■ Trecho do texto ■
<<<<

TRF4 repele recurso de Lula contra bloqueio dos seus bens e dos R$ 9 milhões

MANDADO DE SEGURANÇA (TURMA) Nº 5039007-66.2017.4.04.0000/PR
RELATOR
:
JOÃO PEDRO GEBRAN NETO
IMPETRANTE
:
LUIZ INACIO LULA DA SILVA
ADVOGADO
:
CRISTIANO ZANIN MARTINS
IMPETRADO
:
Juízo Federal da 13ª VF de Curitiba
INTERESSADO
:
MINISTÉRIO PÚBLICO FEDERAL

DECISÃO


           Trata-se de mandado de segurança impetrado por LUIZ INÁCIO LULA DA SILVA em face de decisão que, nos autos do Sequestro - Medidas Assecuratórias nº 5050758-36.2016.4.04.7000/PR, relacionado à denominada 'Operação Lava-Jato', determinou o bloqueio de bens do impetrante a fim de assegurar a reparação do dano a que foi condenado nos autos da Ação Penal nº 5046512-94.2016.4.04.7000/PR por crimes de corrupção e lavagem de dinheiro.
            
           Sustenta a defesa, em apertada síntese, ser cabível a utilização de mandado de segurança, uma vez que se trata de decisão teratológica, fundada em cogitação do Ministério Público de que ocorreria a dilapidação do patrimônio do impetrante após sua condenação em processo judicial, motivo pelo qual foram bloqueados valores até o limite de R$ 16 milhões, correspondentes aos danos reparáveis fixados na sentença.
            
           Alega que a sentença tratou o impetrante de modo diverso dos corréus José Aldemário Pinheiro e Agenor Franklin Magalhães Medeiros, porque para estes não foi imposta a obrigação de integral reparação dos danos como condição para a progressão de regime.
            
           No mérito, sustenta que (a) o Ministério Público Federal é ilegítimo para requerer o arresto nos autos, porquanto esta pretensão deveria ser solicitada pela vítima (art. 144 do CPP), ressalvado apenas quando houver interesse da Fazenda Pública, o que não é o caso da Petrobras; (b) há confusão entre reparação dos danos e produto ou proveito do crime; e, neste aspecto, o produto ou proveito do crime pelo qual o impetrante foi condenado seria apenas o apartamento triplex, já confiscado na sentença; (c) a sentença fixou indenização para os réus, mas aplicou indevidamente os dispositivos do art. 91 do Código Penal, sendo incabível a aplicação de medida assecuratória, porque inadequado o sequestro de valores ou bens com origem lícita; (d) os bens constritados por sequestro foram adquiridos antes dos fatos, não tendo, portanto, origem ilícita; (e) é incorreto o critério adotado na sentença para a fixação dos danos em R$ 16.000.000,00 a ser ressarcido pelo impetrante, pelo que não se justifica o bloqueio de todos os seus bens, em especial com base em condenação judicial fundada em corréu aspirante a colaborador; (f) não existe risco de dilapidação do patrimônio do impetrante. Requereu a concessão de liminar para sustar o ato judicial para restabelecer a disponibilidade dos bens e valores do impetrante e, ao final, a concessão da ordem.

>>>>

■ Informações exibidas ■

<<<<

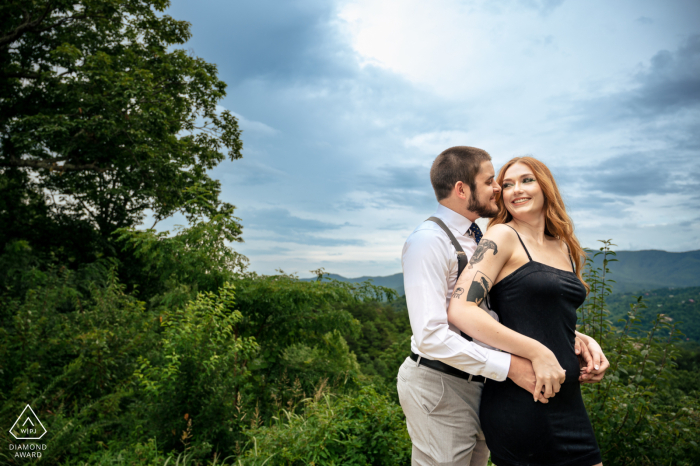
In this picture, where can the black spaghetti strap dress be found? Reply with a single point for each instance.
(540, 302)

>>>>

■ Instruções de trabalho ■
(A) Responda com base na decisão:
(i) Quem é o relator do mandado de segurança?
(ii) Segundo a defesa, até que limite foram bloqueados os valores?
(iii) Para a defesa, qual seria o único produto ou proveito do crime pelo qual o impetrante foi condenado?
(B) Por favor, transcreva da decisão o trecho de "Sustenta a defesa, em" a "fixados na sentença.".
Baseie-se somente na decisão para responder.

■ Soluções por tarefa ■
(A)
(i) João Pedro Gebran Neto.
(ii) Até R$ 16 milhões.
(iii) O apartamento triplex, já confiscado na sentença.

(B)
Sustenta a defesa, em apertada síntese, ser cabível a utilização de mandado de segurança, uma vez que se trata de decisão teratológica, fundada em cogitação do Ministério Público de que ocorreria a dilapidação do patrimônio do impetrante após sua condenação em processo judicial, motivo pelo qual foram bloqueados valores até o limite de R$ 16 milhões, correspondentes aos danos reparáveis fixados na sentença.